begin DATA TO USE
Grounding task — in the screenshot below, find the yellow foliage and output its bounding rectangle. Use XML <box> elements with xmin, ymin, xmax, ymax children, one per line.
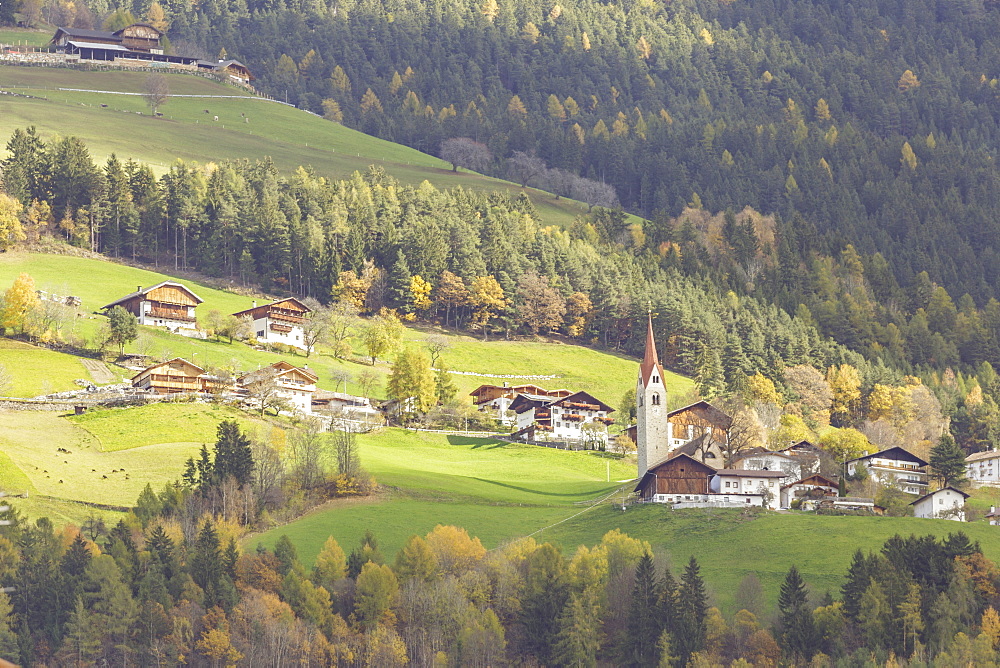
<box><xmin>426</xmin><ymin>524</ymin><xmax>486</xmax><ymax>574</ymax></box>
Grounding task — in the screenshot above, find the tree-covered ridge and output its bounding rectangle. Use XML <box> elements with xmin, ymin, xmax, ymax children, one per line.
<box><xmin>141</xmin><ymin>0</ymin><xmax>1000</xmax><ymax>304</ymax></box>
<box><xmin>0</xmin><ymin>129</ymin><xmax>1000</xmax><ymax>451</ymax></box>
end DATA TO USE
begin DATA TO USE
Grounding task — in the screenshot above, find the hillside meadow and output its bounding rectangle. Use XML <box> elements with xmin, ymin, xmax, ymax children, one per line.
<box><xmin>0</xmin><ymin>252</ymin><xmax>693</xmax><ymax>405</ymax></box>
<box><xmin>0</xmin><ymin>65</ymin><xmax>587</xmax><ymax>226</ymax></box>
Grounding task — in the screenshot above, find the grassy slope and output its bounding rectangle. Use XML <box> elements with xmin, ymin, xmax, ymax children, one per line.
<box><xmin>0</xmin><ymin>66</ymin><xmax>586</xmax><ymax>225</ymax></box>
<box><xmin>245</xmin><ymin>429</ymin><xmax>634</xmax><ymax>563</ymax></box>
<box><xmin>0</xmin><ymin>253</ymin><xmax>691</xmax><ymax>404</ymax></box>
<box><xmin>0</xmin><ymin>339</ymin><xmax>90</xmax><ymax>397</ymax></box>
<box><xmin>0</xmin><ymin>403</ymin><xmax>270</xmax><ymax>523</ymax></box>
end DATA TO USE
begin DATA TO USE
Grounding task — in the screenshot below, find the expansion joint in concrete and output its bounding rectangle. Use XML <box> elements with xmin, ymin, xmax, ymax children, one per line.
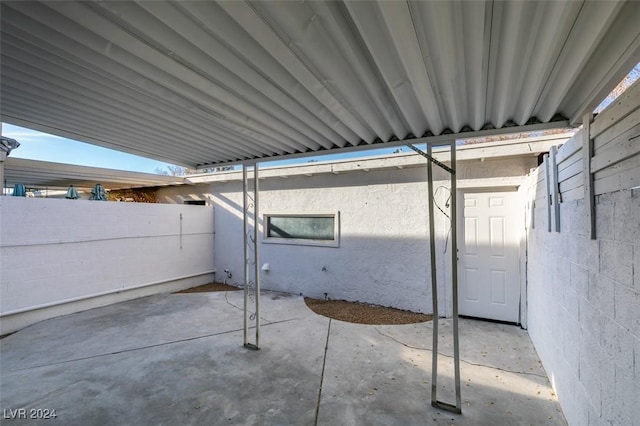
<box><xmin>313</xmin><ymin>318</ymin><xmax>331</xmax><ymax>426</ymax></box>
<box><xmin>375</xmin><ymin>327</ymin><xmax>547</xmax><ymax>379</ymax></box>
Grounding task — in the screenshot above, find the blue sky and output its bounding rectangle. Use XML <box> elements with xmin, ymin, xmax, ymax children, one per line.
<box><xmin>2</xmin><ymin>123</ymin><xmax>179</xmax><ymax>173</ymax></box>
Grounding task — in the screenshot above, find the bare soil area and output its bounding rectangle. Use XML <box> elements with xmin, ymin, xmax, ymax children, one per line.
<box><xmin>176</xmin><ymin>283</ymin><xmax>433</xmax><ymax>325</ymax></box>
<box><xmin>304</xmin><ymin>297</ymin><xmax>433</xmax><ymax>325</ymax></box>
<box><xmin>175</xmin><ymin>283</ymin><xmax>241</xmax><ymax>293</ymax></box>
end DATA TO USE
_GIVEN PROBLEM_: Report how many of the lines above contain the string "below", treating uppercase and lowercase as different, and give only that number.

_EXERCISE RESULT_: 2